- [Required work] Lines with "form" in them are to be located in the listing below and copied.

==== Records ====

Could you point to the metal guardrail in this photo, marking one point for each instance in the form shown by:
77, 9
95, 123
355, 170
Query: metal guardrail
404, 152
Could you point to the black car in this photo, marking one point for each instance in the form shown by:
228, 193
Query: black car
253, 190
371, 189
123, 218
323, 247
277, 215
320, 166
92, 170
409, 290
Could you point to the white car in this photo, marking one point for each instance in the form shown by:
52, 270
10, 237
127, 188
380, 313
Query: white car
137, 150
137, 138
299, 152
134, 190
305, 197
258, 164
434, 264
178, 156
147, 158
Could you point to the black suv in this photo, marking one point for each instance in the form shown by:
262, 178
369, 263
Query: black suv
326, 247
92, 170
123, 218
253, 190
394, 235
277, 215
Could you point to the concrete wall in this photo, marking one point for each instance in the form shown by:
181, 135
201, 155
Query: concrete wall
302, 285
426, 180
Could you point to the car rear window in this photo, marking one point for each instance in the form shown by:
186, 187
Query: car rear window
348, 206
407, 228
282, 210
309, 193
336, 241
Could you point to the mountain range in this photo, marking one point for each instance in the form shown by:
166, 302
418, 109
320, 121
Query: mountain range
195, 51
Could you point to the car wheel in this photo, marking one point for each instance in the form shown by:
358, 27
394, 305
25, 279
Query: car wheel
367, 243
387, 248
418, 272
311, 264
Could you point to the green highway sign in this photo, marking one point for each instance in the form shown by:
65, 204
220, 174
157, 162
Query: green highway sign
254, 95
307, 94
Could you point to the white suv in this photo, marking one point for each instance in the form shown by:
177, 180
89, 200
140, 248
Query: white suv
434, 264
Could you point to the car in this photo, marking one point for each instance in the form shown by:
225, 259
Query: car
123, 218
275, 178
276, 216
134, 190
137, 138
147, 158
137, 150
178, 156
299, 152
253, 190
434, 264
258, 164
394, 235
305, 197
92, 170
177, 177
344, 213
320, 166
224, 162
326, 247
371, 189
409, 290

====

- [Written answer]
Could you point to the metal guardrail in this photo, marking one point for each instance in the form shown by:
Could you point to the black car in this photo, marking one point for each instance in the form shown by:
Could you point to the white car in this photo, marking one point for each instance in the form shown by:
Could you point to the black suv in this photo, marking one point for each instance in the form shown by:
Could you point to the concrete wall in this photo, marking one point for each instance in the form shown by:
Could you point to the car rear window in this photo, marking one point for each instance in the form shown by:
Could you point to the mountain range in this photo, marking one point for each instance in the form shown by:
Could you point to the car wheel in this photo, marking one point for each instance in the form shown by:
Could you point to the green highway sign in this photo, marking one point for each instance in the form shown by:
Could you point to the white suv in this photo, marking one point for each instance in the form shown by:
Could you point to the car in this photo, marking one point for each instance in the form shown by:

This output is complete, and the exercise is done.